┌──

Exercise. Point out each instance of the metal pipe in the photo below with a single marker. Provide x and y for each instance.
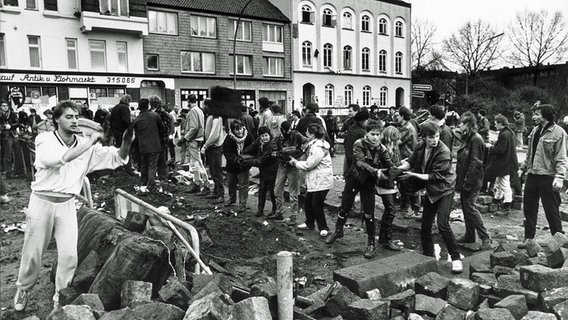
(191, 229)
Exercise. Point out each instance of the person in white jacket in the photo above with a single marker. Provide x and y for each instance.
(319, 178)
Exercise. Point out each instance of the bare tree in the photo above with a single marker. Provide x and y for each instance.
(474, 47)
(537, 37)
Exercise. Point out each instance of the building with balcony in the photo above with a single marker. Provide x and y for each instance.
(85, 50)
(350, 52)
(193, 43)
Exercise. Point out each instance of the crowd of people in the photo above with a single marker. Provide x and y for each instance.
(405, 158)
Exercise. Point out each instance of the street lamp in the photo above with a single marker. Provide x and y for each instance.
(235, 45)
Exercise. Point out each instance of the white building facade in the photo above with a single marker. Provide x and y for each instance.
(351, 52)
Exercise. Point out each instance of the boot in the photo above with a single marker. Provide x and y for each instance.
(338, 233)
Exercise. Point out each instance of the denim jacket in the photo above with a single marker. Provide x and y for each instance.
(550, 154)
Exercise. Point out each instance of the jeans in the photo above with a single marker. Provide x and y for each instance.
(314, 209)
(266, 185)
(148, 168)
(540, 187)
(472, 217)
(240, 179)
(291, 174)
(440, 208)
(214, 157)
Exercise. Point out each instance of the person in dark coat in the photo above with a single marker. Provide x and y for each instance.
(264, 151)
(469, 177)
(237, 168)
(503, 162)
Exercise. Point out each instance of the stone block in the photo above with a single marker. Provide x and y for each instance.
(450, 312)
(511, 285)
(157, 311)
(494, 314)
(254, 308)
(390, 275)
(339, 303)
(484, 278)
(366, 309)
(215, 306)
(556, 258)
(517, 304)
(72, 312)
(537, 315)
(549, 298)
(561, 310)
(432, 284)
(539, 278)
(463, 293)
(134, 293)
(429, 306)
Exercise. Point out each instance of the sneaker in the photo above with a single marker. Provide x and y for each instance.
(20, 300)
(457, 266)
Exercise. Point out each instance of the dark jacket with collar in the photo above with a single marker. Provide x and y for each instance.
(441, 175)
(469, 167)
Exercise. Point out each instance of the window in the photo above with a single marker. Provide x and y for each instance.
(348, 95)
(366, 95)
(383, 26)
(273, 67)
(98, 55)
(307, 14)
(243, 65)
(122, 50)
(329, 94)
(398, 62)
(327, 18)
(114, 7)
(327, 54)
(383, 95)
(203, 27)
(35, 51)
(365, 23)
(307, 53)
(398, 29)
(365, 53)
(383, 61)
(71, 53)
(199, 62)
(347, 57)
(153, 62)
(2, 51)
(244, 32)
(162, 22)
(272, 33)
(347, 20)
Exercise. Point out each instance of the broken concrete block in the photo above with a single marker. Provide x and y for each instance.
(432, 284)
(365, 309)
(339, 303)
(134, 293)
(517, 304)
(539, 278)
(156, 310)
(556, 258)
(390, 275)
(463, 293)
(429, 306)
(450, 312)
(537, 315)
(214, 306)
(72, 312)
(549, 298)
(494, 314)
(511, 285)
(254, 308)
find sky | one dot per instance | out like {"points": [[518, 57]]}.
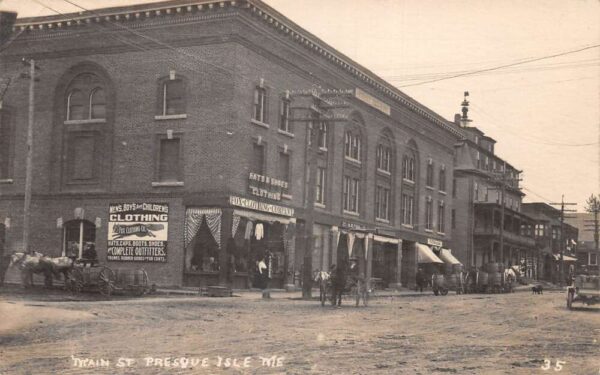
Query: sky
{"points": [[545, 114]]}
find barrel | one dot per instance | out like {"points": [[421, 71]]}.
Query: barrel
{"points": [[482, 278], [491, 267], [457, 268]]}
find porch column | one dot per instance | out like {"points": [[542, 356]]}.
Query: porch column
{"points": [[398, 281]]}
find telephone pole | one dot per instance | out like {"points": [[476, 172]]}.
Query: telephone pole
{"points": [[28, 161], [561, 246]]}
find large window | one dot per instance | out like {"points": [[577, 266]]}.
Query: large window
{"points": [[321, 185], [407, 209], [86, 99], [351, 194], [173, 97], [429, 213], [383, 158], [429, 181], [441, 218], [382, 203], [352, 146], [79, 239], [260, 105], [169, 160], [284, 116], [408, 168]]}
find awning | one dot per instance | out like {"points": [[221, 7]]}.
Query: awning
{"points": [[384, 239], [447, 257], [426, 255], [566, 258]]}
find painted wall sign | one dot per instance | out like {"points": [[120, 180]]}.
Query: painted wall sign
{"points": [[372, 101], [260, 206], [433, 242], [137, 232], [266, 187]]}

└──

# What the task requires:
Reproduce all of the entries above, changing every occurrence of "single marker" to "single point" and leaving everything else as it is. Omit the pictures from your answer.

# Solution below:
Exercise. Point out each instance of the metal pipe in the photo below with a single point. Provide x and y for each instance.
(191, 229)
Exercise. Point out each instance of the person in white jacket in the photo above with a single point. Provide x and y for each instance.
(319, 178)
Exercise. Point out each instance of the bare tree in the photo above with a single point. Provide x and y for each instance.
(474, 47)
(537, 37)
Exercise. Point out each instance of the building with balcony in the photo above with a single point. Provide x and y for each instance.
(85, 50)
(350, 52)
(193, 43)
Exercise. Point out each instance of the crowd of people in the photo above with a single point. Provide x and y for each instance.
(405, 158)
Exercise. Point out each instance of the street lamp in the photo above with a single point. Provide x and y for each instance.
(235, 45)
Exercise. Point out each instance of the white building facade in the photo above with a single point. Provide x and y for each instance.
(351, 52)
Exercise. Point out each instance of the boot in the photo above with a single point. Provide x and y for each instance.
(338, 233)
Exercise. Point out each instance of the denim jacket in the photo above with a single point. Provide x and y for each instance.
(550, 154)
Exercise. Point out each instance of the jeans in the photo above with a single point. Provide x and y for each instance.
(314, 209)
(266, 185)
(148, 168)
(540, 187)
(472, 217)
(240, 179)
(291, 174)
(440, 208)
(214, 157)
Exercise. Point out each instance of the person in dark coat in the photo above with a single point. Provide x and y for each instance.
(264, 151)
(469, 177)
(237, 168)
(503, 162)
Exercise. Point out each instance of the stone block in the photo above with a single point. Provide x and y for each instance.
(450, 312)
(511, 285)
(157, 311)
(494, 314)
(254, 308)
(390, 275)
(339, 303)
(484, 278)
(366, 309)
(215, 306)
(556, 258)
(517, 304)
(72, 312)
(537, 315)
(549, 298)
(561, 310)
(432, 284)
(539, 278)
(463, 293)
(134, 293)
(429, 306)
Exercise. Point out each instance of the sneaker in the photo above with a single point. Provide x and y for each instance.
(20, 300)
(457, 266)
Exercise. Point out each instance of the dark jacket with collar in the photo above with a single point. Provide x and y for each instance.
(441, 175)
(469, 167)
Exercise. Point out each instance of the window in the photo above with a single point. Provide x and y for each instance.
(348, 95)
(366, 95)
(383, 26)
(273, 67)
(98, 55)
(307, 14)
(243, 65)
(122, 50)
(329, 94)
(398, 62)
(327, 18)
(114, 7)
(327, 54)
(383, 95)
(203, 27)
(35, 51)
(365, 23)
(307, 53)
(398, 29)
(365, 53)
(383, 61)
(71, 53)
(199, 62)
(347, 57)
(153, 62)
(2, 51)
(244, 32)
(162, 22)
(272, 33)
(347, 20)
Exercise. Point out each instance of the broken concrete block in the photo above with a single point. Provide x and y for each instance.
(432, 284)
(365, 309)
(339, 303)
(134, 293)
(517, 304)
(539, 278)
(156, 310)
(556, 258)
(390, 275)
(463, 293)
(429, 306)
(450, 312)
(537, 315)
(214, 306)
(72, 312)
(549, 298)
(494, 314)
(511, 285)
(254, 308)
find sky | one dot per instance | out like {"points": [[518, 57]]}.
Query: sky
{"points": [[545, 114]]}
find barrel | one dot per instance | out like {"points": [[421, 71]]}.
Query: barrel
{"points": [[482, 278], [491, 267], [457, 268]]}
find porch column | one dot per instance | out like {"points": [[542, 356]]}.
Query: porch column
{"points": [[398, 281]]}
find telephone pole | one dot per instance | out like {"points": [[476, 172]]}.
Query: telephone pole
{"points": [[28, 161], [561, 246]]}
find large window | one dot per instance | out like {"points": [[577, 266]]}.
Query: large window
{"points": [[321, 185], [407, 209], [86, 99], [351, 194], [173, 97], [429, 213], [383, 158], [429, 181], [441, 218], [382, 203], [352, 146], [79, 239], [260, 105], [169, 160], [284, 116], [408, 168]]}
find awning | one dot per instance | out like {"points": [[221, 7]]}.
Query: awning
{"points": [[384, 239], [447, 257], [426, 255], [566, 258]]}
find painted wall sign | one dot per instance | out like {"points": [[120, 180]]}.
Query: painted wall sign
{"points": [[372, 101], [260, 206], [433, 242], [137, 232], [266, 187]]}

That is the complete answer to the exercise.